EXERCISE INPUTS:
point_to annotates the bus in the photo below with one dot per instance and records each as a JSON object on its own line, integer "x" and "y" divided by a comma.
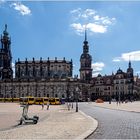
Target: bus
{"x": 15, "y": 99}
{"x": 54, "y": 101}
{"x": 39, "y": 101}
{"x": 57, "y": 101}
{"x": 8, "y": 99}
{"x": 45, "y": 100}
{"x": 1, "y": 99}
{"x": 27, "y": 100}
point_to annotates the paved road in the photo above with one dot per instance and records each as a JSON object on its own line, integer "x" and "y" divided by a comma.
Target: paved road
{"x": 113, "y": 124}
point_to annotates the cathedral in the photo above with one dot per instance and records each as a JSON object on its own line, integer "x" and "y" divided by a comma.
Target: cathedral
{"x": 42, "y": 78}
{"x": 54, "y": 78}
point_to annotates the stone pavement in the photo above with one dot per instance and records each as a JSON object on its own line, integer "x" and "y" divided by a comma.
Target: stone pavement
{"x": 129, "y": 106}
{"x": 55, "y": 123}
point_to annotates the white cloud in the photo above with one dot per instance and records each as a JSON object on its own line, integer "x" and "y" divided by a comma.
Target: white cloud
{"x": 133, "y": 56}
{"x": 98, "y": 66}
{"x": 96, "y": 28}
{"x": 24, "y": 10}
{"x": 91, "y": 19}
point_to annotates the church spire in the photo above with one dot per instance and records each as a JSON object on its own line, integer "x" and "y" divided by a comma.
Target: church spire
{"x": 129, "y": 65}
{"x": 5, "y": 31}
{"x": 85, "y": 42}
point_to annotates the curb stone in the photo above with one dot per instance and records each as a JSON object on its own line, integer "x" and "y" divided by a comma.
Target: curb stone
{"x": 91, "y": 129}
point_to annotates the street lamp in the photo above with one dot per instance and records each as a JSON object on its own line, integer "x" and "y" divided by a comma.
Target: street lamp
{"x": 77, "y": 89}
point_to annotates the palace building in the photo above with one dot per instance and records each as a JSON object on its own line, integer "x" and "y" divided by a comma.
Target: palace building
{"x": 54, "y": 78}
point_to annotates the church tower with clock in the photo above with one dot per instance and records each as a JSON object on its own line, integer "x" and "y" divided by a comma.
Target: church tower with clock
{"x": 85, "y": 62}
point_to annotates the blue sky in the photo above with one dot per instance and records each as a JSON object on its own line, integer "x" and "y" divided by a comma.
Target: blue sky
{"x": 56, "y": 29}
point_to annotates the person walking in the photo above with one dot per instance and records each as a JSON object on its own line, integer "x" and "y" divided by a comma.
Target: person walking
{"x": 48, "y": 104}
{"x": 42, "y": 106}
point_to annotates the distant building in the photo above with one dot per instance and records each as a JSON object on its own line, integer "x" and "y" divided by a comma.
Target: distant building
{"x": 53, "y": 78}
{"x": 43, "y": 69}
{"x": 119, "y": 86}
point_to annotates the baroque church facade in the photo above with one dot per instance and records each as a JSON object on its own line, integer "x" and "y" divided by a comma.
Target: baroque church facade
* * *
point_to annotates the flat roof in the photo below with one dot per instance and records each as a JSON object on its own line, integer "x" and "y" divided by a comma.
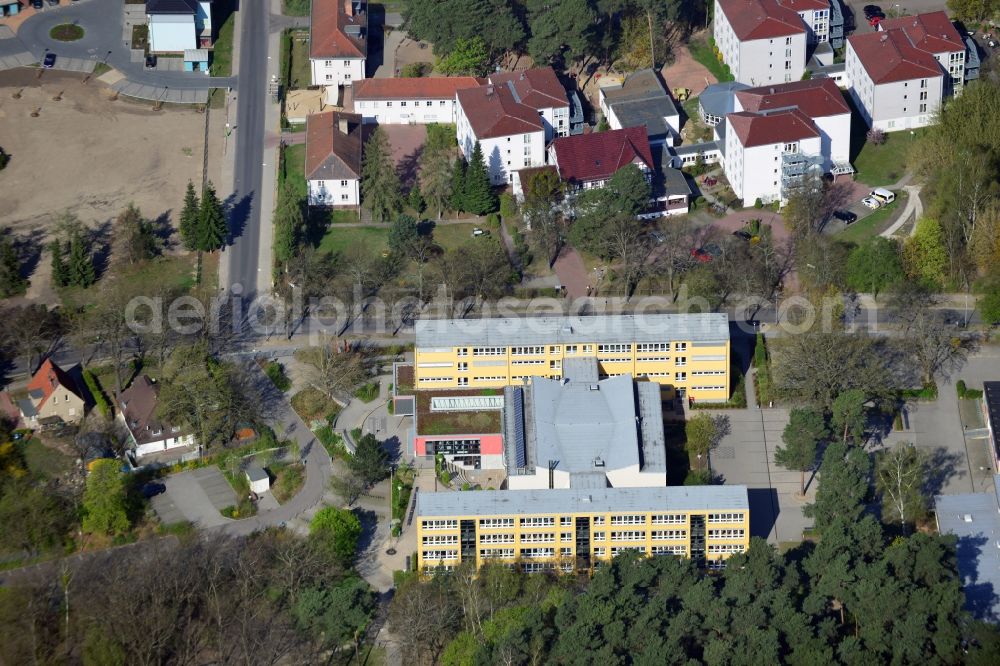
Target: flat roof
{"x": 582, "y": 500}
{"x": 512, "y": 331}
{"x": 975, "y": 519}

TASK OBJECTIVE: Quote the rows above exactly, beginning with the line that contains "point_to annotates the distant" and continuing through the line that contains "Target: baroque church facade", both included.

COMPLETED TASK:
point_to annotates the distant building in the photo above with one dot per instance and records each as a JSON object on its own line, integer "x" and "y" divided by a comma.
Target: distant building
{"x": 53, "y": 78}
{"x": 43, "y": 69}
{"x": 119, "y": 86}
point_to annotates the baroque church facade in the photo above with one dot per instance and records each as a JSON object on its own line, integer "x" and "y" divided by a comma.
Target: baroque church facade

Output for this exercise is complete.